• [DIRECTIONS]
Give again only those lines from the start of the entries through the line holding "[locate] hazy horizon", leaving them as they are.

• [SUPPLIED RECORDS]
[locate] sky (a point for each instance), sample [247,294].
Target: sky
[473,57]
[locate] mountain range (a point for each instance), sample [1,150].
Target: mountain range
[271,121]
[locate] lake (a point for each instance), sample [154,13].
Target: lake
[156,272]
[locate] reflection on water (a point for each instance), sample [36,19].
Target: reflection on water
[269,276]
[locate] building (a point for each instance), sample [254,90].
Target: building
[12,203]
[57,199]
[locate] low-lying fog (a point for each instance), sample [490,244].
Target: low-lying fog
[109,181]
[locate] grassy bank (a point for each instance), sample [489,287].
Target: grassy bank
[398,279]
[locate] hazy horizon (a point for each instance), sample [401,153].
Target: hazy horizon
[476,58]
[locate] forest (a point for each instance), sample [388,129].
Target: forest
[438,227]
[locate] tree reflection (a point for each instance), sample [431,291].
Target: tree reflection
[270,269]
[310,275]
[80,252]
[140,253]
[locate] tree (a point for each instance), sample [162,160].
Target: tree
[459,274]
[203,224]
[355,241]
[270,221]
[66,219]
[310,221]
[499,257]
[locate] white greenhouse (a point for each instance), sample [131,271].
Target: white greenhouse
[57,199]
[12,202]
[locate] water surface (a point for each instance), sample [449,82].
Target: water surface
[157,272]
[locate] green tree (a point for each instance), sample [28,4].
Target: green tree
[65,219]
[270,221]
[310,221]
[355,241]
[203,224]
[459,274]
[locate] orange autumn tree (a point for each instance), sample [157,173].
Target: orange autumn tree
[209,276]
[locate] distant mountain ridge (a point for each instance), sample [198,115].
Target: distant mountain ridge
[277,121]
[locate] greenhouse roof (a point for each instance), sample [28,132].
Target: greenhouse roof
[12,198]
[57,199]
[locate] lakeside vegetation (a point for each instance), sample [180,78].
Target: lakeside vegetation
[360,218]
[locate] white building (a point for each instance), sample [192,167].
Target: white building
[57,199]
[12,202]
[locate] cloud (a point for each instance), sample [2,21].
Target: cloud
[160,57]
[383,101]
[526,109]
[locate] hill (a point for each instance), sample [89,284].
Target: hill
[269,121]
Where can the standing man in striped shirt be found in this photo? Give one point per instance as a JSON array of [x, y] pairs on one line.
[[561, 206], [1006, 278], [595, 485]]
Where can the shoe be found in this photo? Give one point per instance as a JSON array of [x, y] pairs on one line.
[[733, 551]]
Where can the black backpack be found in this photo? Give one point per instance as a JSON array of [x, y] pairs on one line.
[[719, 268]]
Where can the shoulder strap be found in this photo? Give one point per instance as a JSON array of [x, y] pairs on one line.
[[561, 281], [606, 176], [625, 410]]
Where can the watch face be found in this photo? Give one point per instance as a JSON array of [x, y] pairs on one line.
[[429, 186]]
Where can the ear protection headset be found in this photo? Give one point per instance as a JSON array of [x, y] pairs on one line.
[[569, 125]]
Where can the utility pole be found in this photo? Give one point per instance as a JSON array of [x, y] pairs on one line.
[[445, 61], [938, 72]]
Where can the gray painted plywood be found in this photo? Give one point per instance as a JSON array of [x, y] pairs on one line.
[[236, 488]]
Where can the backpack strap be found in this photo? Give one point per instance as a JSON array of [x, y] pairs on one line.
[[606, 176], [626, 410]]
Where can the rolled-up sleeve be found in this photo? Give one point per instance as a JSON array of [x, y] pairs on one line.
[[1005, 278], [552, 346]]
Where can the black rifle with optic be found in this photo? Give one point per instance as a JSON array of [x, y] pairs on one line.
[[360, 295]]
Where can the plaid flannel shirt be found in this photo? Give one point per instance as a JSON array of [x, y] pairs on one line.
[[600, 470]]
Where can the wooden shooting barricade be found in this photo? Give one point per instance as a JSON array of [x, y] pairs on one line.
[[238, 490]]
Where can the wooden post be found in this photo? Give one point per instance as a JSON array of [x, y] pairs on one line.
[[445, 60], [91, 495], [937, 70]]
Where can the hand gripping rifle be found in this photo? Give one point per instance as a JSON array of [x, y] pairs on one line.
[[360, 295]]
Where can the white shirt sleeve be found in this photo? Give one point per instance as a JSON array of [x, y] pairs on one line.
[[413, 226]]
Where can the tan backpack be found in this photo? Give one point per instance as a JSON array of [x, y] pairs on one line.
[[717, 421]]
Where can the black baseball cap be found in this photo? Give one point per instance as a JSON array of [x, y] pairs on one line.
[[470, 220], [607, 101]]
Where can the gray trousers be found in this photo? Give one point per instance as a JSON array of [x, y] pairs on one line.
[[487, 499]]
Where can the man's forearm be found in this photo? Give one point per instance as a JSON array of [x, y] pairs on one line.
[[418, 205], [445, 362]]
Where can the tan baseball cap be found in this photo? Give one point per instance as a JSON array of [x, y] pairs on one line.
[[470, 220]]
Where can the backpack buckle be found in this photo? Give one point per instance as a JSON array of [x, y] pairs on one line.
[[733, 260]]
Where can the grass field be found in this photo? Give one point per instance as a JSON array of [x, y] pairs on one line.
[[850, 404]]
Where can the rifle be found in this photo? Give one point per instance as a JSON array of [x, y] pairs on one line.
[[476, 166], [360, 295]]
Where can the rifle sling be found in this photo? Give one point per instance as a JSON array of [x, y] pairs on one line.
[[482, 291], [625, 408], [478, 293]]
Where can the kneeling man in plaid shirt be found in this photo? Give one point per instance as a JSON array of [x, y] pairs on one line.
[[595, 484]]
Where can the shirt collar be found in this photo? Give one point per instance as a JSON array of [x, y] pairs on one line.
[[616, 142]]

• [SOLUTION TO THIS PROBLEM]
[locate] sky (a point for each instance), sample [247,294].
Target: sky
[473,57]
[locate] mountain range (a point for each instance), sample [1,150].
Target: mountain range
[271,121]
[locate] lake (a point for each instance), sample [154,13].
Target: lake
[156,272]
[locate] reflection on water (a point for each instance), sample [36,19].
Target: reflection on water
[269,276]
[locate] building (a point for each instance), sample [254,90].
Target: building
[12,203]
[57,199]
[locate] low-lying fog (a point for each instance), sample [490,244].
Target: low-lying fog
[109,181]
[locate] grassy bank (a point for each instance), sample [489,287].
Target: grassy bank
[398,279]
[locate] hazy horizon (a point for each instance), sample [401,153].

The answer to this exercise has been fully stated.